TO DO:
When you repeat the entries below, please keep them exact and leave out the pictures.

PROVIDED MATERIAL:
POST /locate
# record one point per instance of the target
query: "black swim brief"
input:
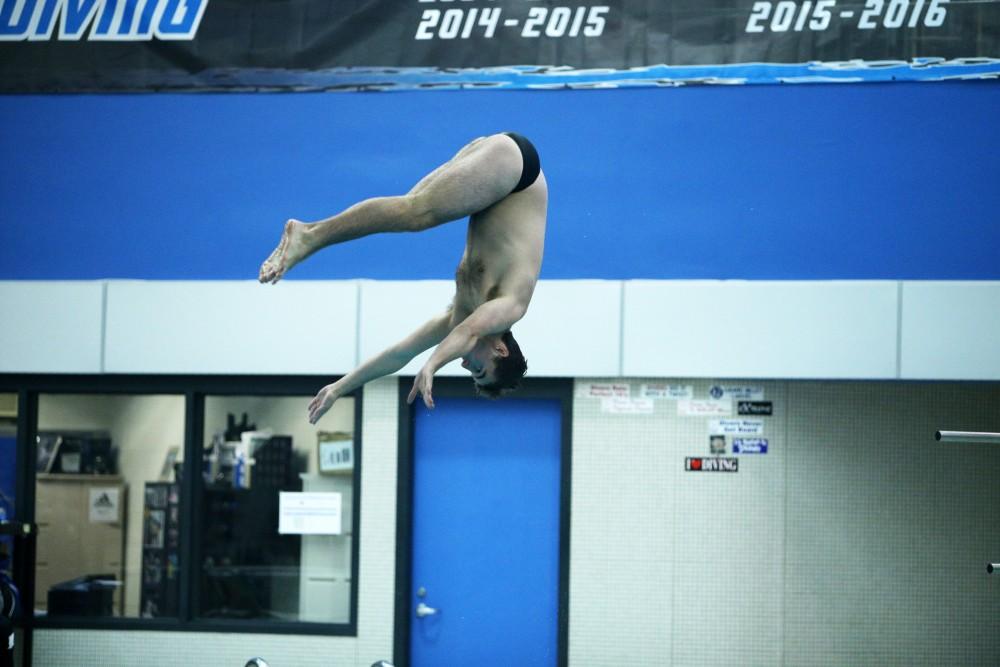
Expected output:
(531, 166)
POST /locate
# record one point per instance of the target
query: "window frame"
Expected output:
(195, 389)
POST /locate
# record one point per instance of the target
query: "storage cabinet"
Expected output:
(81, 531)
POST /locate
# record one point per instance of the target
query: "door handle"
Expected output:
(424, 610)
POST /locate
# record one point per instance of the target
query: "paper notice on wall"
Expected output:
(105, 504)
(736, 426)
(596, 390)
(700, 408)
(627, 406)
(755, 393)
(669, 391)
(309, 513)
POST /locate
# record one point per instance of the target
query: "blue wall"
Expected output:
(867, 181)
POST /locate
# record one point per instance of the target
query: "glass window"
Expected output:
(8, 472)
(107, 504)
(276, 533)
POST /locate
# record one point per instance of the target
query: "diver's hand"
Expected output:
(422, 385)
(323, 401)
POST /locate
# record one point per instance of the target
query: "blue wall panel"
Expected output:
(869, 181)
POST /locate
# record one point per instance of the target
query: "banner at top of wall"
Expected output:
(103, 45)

PROBLEM SOLUTION:
POST /locate
# record one point per instance of the target
query: "black swim brief"
input:
Expected output:
(531, 166)
POST /locate
# record one point per instance of the target
query: "window frame"
Expected output:
(195, 389)
POST /locate
# record one point per instance of the target
query: "storage cabinet"
Expected output:
(81, 531)
POST /locate
# record one point per instance of the target
query: "door handle"
Expected output:
(424, 610)
POST /locate
# record one point per instance of the target
query: "paper notice on wall"
Expected output:
(105, 504)
(736, 426)
(596, 390)
(700, 408)
(627, 406)
(755, 393)
(669, 391)
(309, 513)
POST /locate
# record one point per instance of the target
query: "blue wall"
Expected output:
(867, 181)
POST /locate
# record one point per instance of the target
query: "glass window"
Expected output:
(8, 472)
(107, 504)
(276, 533)
POST /locate
# record one point per instance of the target
query: "diver's hand"
Expected output:
(422, 385)
(323, 401)
POST /locate
# record one point per instance of the target
query: "blue wall panel"
Expected output:
(869, 181)
POST /locate
# record one point per instance of the target
query: "banner at top of wall"
Expected output:
(103, 45)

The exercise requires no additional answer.